[Begin RECORDS SHOWN]
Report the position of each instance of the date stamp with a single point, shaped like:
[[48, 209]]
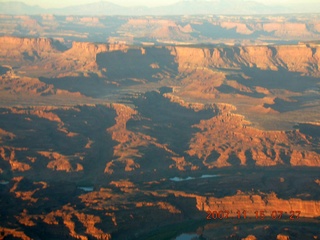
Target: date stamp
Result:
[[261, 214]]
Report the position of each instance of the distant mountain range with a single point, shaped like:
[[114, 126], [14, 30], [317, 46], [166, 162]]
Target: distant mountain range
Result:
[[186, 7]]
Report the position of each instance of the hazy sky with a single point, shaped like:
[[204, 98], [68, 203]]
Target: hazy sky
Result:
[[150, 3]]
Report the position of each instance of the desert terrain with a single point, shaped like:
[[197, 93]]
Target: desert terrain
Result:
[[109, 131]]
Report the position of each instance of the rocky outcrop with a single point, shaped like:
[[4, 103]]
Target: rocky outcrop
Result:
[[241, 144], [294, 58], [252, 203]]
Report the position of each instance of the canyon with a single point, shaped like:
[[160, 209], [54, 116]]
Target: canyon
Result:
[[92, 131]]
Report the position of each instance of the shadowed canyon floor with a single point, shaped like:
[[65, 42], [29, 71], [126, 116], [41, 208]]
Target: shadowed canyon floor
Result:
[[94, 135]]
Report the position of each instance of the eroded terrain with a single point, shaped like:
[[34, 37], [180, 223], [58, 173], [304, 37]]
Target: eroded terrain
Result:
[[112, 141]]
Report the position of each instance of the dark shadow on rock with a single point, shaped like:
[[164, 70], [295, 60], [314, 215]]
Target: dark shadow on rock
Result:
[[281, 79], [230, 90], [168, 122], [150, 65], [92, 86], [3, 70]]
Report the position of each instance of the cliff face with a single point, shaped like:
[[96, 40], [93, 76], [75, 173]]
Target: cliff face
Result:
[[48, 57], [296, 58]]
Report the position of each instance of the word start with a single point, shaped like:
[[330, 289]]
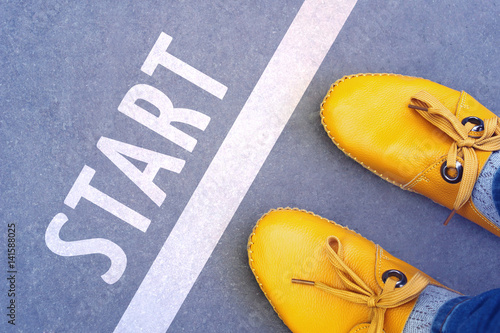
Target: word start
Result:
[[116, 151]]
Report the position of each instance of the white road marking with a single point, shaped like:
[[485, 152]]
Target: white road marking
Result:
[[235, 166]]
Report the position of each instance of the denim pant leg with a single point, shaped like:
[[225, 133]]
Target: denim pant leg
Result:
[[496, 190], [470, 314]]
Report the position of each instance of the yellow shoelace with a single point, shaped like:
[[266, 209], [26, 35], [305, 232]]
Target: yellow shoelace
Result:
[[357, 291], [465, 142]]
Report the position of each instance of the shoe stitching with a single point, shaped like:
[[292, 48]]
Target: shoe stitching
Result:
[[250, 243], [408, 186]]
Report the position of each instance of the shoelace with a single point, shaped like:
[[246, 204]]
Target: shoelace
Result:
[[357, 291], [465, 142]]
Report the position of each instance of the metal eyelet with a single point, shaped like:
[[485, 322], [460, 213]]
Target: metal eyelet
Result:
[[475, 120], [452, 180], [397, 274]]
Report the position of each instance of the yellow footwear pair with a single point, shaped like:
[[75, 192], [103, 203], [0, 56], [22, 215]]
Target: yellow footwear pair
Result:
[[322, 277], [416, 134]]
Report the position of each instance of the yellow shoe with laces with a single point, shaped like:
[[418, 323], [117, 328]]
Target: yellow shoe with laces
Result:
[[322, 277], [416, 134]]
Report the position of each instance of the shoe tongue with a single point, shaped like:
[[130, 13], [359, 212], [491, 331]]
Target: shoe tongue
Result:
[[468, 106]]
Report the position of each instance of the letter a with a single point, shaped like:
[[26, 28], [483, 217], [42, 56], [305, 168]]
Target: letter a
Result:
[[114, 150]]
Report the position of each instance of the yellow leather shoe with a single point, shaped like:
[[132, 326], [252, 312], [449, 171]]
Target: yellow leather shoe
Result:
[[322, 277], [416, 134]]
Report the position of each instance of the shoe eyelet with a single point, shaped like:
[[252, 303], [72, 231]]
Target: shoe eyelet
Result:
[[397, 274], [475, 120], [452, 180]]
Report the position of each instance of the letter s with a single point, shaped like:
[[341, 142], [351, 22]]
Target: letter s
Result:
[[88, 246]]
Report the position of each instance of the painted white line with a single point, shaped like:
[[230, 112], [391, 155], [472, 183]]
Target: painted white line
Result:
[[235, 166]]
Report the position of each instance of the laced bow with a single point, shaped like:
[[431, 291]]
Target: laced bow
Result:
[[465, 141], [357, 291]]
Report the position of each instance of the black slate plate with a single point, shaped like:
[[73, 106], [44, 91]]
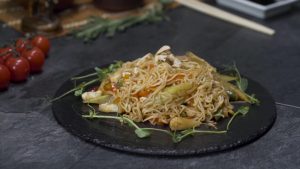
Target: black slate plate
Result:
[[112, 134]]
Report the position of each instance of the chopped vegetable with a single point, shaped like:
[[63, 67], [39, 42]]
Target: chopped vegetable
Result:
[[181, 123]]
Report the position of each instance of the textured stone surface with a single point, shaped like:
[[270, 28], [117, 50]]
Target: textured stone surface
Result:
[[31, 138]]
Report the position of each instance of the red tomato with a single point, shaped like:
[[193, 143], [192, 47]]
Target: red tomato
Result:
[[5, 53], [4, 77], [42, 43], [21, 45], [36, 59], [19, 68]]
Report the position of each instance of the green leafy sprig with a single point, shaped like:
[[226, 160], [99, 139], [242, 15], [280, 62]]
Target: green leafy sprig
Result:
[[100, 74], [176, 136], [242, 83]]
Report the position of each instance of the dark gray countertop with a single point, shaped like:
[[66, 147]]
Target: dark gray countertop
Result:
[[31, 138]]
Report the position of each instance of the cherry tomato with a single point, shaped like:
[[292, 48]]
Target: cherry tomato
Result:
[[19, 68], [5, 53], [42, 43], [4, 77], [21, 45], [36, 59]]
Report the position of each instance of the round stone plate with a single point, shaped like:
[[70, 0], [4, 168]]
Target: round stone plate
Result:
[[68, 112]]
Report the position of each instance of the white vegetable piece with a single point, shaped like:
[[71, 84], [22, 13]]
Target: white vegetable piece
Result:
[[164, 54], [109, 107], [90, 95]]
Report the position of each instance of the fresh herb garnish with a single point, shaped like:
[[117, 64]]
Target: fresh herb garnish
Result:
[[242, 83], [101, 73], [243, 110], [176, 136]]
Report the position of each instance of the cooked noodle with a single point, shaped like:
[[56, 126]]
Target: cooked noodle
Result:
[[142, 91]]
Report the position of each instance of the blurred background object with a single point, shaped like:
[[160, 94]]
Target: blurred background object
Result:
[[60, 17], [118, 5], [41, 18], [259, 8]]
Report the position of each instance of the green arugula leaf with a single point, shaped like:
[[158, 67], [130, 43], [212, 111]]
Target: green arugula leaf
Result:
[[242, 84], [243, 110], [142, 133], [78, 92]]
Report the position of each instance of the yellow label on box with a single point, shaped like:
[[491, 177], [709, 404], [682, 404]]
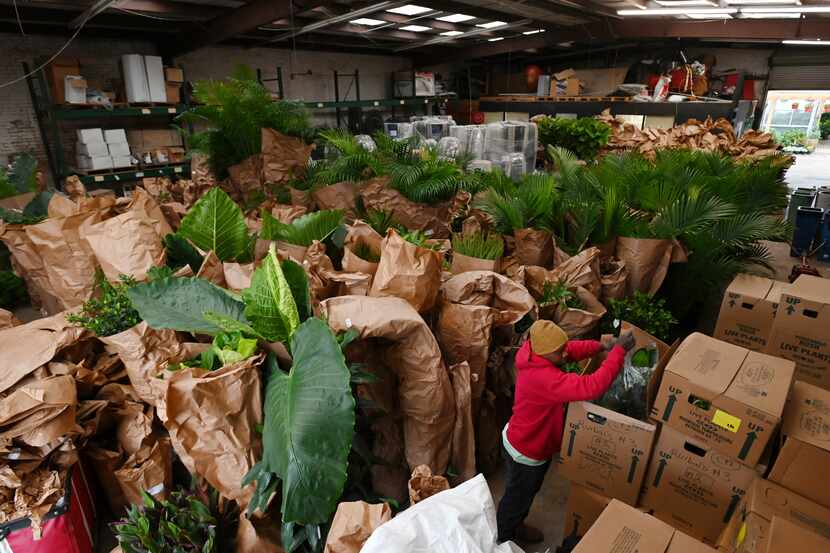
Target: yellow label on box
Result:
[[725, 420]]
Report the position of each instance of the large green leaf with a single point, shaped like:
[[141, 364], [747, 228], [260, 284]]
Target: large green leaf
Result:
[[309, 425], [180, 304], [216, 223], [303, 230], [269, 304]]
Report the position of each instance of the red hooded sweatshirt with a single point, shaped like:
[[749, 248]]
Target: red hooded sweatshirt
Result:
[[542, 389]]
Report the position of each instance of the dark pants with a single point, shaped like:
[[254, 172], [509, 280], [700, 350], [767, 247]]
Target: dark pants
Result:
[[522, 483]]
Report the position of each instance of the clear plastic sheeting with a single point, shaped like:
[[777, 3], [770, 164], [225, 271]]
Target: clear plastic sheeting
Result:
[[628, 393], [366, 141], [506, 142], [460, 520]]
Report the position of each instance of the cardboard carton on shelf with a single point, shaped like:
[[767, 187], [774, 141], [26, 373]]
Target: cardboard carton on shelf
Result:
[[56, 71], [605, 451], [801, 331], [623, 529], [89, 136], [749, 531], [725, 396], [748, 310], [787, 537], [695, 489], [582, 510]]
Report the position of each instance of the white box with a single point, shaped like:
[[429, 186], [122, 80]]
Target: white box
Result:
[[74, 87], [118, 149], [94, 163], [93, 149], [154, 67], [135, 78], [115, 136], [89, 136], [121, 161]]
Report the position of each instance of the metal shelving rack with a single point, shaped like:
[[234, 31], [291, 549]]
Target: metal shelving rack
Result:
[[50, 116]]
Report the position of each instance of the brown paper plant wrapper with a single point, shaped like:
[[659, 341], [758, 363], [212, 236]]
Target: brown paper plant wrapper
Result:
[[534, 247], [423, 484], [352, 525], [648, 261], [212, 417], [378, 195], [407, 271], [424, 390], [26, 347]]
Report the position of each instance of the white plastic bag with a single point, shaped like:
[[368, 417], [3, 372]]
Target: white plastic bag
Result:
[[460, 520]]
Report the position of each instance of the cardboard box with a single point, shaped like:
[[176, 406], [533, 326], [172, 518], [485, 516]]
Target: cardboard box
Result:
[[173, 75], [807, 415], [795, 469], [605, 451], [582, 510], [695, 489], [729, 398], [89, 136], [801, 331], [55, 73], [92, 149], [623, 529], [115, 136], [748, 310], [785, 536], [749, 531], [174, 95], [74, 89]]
[End RECORDS SHOWN]
**WHAT YOU SHOULD DO:** Rewrite the stretch of the items above, from the very first line through the line containing "[[116, 151]]" (that line included), as a numbered list with blank lines omitted and the pictures left out.

**THE COMPLETED TASK:**
1. Report the position of each instance of the date stamp with a single point, shaped like:
2. [[48, 209]]
3. Target: date stamp
4. Result:
5. [[261, 214]]
6. Report the position of each instance of the distant mountain range with a single point, shaped like:
7. [[114, 126], [14, 30], [317, 46], [166, 162]]
8. Target: distant mountain range
9. Result:
10. [[186, 7]]
11. Report the position of each instance of the hazy sky with a single point, shaped like:
12. [[204, 98], [68, 203]]
13. Target: hazy sky
14. Result:
15. [[150, 3]]
16. Report the position of each instance of the desert terrain with a single point, shaped like:
17. [[197, 93]]
18. Target: desert terrain
19. Result:
20. [[109, 131]]
21. Report the position of each instance of the rocky outcrop with a single point, shaped like:
22. [[4, 103]]
23. Target: rocky outcrop
24. Result:
25. [[241, 144], [294, 58], [252, 203]]
26. Report the position of each instance of the canyon with a single point, shaped like:
27. [[160, 209], [54, 116]]
28. Target: canyon
29. Result:
30. [[92, 131]]
31. Report the position of each instance of the shadowed canyon floor with a single point, shaped like:
32. [[65, 42], [29, 71], [126, 116], [41, 208]]
33. Target: shadowed canyon floor
34. Result:
35. [[94, 135]]
36. Report the position of each instance of the eroded terrain with a single point, shaped like:
37. [[34, 37], [180, 223], [58, 173], [304, 37]]
38. Target: eroded terrain
39. Result:
40. [[112, 141]]
41. Report the position of each instance of the dark shadow on rock with a single point, shaped like:
42. [[164, 70], [295, 60], [314, 215]]
43. Target: dark shadow on rock
44. Result:
45. [[281, 79], [230, 90], [168, 122], [150, 65], [92, 86], [3, 70]]
46. Report the position of each instance of the cliff face with a single point, shaped like:
47. [[96, 40], [93, 76], [75, 173]]
48. Target: cliff face
49. Result:
50. [[48, 57], [296, 58]]
51. Report the position of each instance of the word start with a single point, shaped like:
52. [[330, 289]]
53. Target: word start
54. Result:
55. [[116, 151]]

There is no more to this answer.